● **Your task**
Please repeat every one of the lines below word for word, in the same order.
────────────────
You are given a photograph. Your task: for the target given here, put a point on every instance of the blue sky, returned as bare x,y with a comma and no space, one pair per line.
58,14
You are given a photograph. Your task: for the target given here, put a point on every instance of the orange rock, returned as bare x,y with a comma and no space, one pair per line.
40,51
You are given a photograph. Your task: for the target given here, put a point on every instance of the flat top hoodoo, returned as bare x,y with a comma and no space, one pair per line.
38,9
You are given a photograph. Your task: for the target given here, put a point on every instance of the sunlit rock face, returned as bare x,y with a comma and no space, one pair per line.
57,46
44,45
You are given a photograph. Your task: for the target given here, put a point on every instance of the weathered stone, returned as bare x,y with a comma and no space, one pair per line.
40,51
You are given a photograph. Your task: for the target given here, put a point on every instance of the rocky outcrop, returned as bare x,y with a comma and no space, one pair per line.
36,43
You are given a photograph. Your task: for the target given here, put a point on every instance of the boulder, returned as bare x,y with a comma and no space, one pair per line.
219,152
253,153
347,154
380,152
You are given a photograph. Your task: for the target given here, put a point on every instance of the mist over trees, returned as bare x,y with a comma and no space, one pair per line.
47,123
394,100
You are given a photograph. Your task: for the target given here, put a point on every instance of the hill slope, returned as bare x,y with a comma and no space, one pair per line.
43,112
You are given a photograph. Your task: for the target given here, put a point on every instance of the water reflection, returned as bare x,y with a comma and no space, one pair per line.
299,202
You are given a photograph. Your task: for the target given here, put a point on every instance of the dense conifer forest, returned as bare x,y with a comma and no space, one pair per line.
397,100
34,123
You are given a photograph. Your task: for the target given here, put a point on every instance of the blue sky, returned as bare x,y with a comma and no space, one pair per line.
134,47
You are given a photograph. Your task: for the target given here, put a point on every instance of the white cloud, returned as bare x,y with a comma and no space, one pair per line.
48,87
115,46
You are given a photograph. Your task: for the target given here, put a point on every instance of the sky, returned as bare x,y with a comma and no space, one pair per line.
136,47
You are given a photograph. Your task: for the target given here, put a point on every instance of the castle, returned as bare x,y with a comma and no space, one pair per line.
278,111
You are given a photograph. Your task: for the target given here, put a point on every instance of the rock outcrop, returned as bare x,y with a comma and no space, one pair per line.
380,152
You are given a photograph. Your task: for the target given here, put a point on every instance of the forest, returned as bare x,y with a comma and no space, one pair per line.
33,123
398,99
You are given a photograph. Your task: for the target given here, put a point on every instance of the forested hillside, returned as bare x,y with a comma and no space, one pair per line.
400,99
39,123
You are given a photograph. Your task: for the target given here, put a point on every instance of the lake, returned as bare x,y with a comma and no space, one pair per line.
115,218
────────────────
● **Answer for the task**
You are given a photograph. Your task: for the target given here, put a point on every instance of the blue sky, returned as bare x,y with a comma and no space, one pair per line.
58,14
You are given a photograph. Your task: for the target given here, put a point on every instance of the orange rock, returned as bare x,y with a comma and no space, one pair per line.
40,51
You are given a photograph. Your task: for the target given here, put a point on every instance of the flat top hoodoo, returned as bare x,y with a comma and no space, one pair per line.
38,9
You are given a photograph. Your task: for the target given here, put a point on every instance of the sunlit rock face, returned as bare x,y with a comma and no space, one pair per line.
57,46
44,45
You are given a photograph. Your task: for the target given here, put a point on every instance of the weathered stone, returned as bare x,y with a comma and no space, one pair per line.
40,51
You are given a photograph. Your task: for the target given here, put a point on every instance of the rocky outcrop, returned as bare x,y with a comma and no space, one pair per line.
36,43
You are given a photograph. Your task: for the target given here, put a point on every instance of the boulder, returned as bare x,y with a comma and no space, one pair per line.
219,152
253,153
347,154
380,152
You are given a photograph. Your task: for the target given here, put a point on every instance of the mist over trees, returned as bare x,y with a comma and no space, one pair per line.
47,123
394,100
You are given a photograph. Your task: for the target given here, put a point on every instance of the hill slope, returned as bare x,y with a comma and no space, one pair per line.
43,112
You are given a photograph. Your task: for the target given here, put a point on every instance of the water reflection, returned as bare x,y with a comma and no space, one pair per line.
299,202
You are given a photograph. Your task: for the target given here, put a point on every instance of the dense conifer forest, returned as bare x,y with a comma and no space, one pair per line.
397,100
34,123
You are given a photograph. Your task: for the target given here, put a point on every instance of the blue sky, returned as bare x,y with a comma and no space, one pair per line.
134,47
You are given a photograph. Your task: for the target given here, put a point on every instance of the white cloud, returned as bare x,y with a comma and no space, one pair per line.
48,87
115,46
You are given a photograph. Your task: for the target given here, put a point on every instance of the sky, returned as bare x,y with a comma and no space, one pair per line.
136,47
You are given a photograph. Your task: for the target given here, put a point on every instance of the castle, returned as bare x,y with a comma and no space, one pair per line.
278,111
You are given a photograph. Your task: for the target given here, put a point on every instance of the rock outcrop, returned as bare x,y with a comma and no space, one pair per line.
380,152
You are given a photograph. Your task: for the target given here, put a point on every instance of the forest, returned as bare x,y with a comma and no space, one pair per line.
33,123
398,99
You are given a photograph. Your task: for the target given here, put a point on every instance of the forested hillside, returned as bare x,y with a comma and no space, one pair per line.
400,99
39,123
You are given a photograph. Your task: for the target given here, put a point on every instance of the lake, returned as bare x,y with a comma and no space, one pair per line.
115,218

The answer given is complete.